» Requisito A
Responda às perguntas seguintes com base no texto sobre a VIII Cimeira Ibero-Americana:
(i) Quem assina o texto e que cargo ocupa?
(ii) Em que datas e em que cidade se realizou a Cimeira?
(iii) Que ações de solidariedade com Cuba são enumeradas?

» Excerto
============

A propósito da VIII Cimeira Ibero-Americana
"Globalização" e solidariedade internacionalista

Albano Nunes
Membro do Secretariado

Quando este número de O Militante tiver chegado às mãos dos seus leitores, já se terá realizado a VIII Cimeira Ibero-Americana, já serão conhecidos os seus resultados políticos, já as estruturas que convocaram e/ou apoiaram as acções de solidariedade com Cuba e contra o Bloqueio dos EUA - Desfile Popular, Espectáculo de Solidariedade, Corrida de Solidariedade, - estarão voltadas para novas e necessárias iniciativas. Mesmo assim justifica-se que, em torno da Cimeira de 17/18 de Outubro no Porto se teçam algumas considerações minimamente adequadas aos objectivos de formação de O Militante.

============

» Dados de entrada
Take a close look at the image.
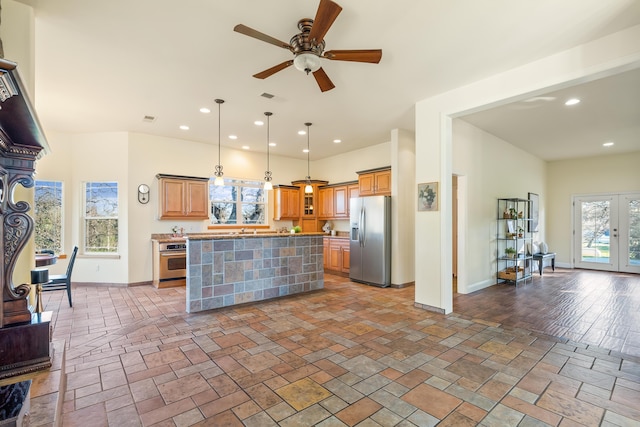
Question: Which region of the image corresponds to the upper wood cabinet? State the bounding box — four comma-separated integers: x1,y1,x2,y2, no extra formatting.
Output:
357,167,391,197
318,181,359,219
318,187,334,219
273,185,300,221
157,174,209,219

============

» Requisito B
Mostre todas as linhas dos registos que contêm a palavra "image", tendo em conta as maiúsculas e minúsculas.

» Resposta escrita A
(i) Albano Nunes, Membro do Secretariado.
(ii) A 17/18 de Outubro, no Porto.
(iii) Desfile Popular, Espectáculo de Solidariedade e Corrida de Solidariedade.

» Resposta escrita B
Take a close look at the image.
Question: Which region of the image corresponds to the upper wood cabinet? State the bounding box — four comma-separated integers: x1,y1,x2,y2, no extra formatting.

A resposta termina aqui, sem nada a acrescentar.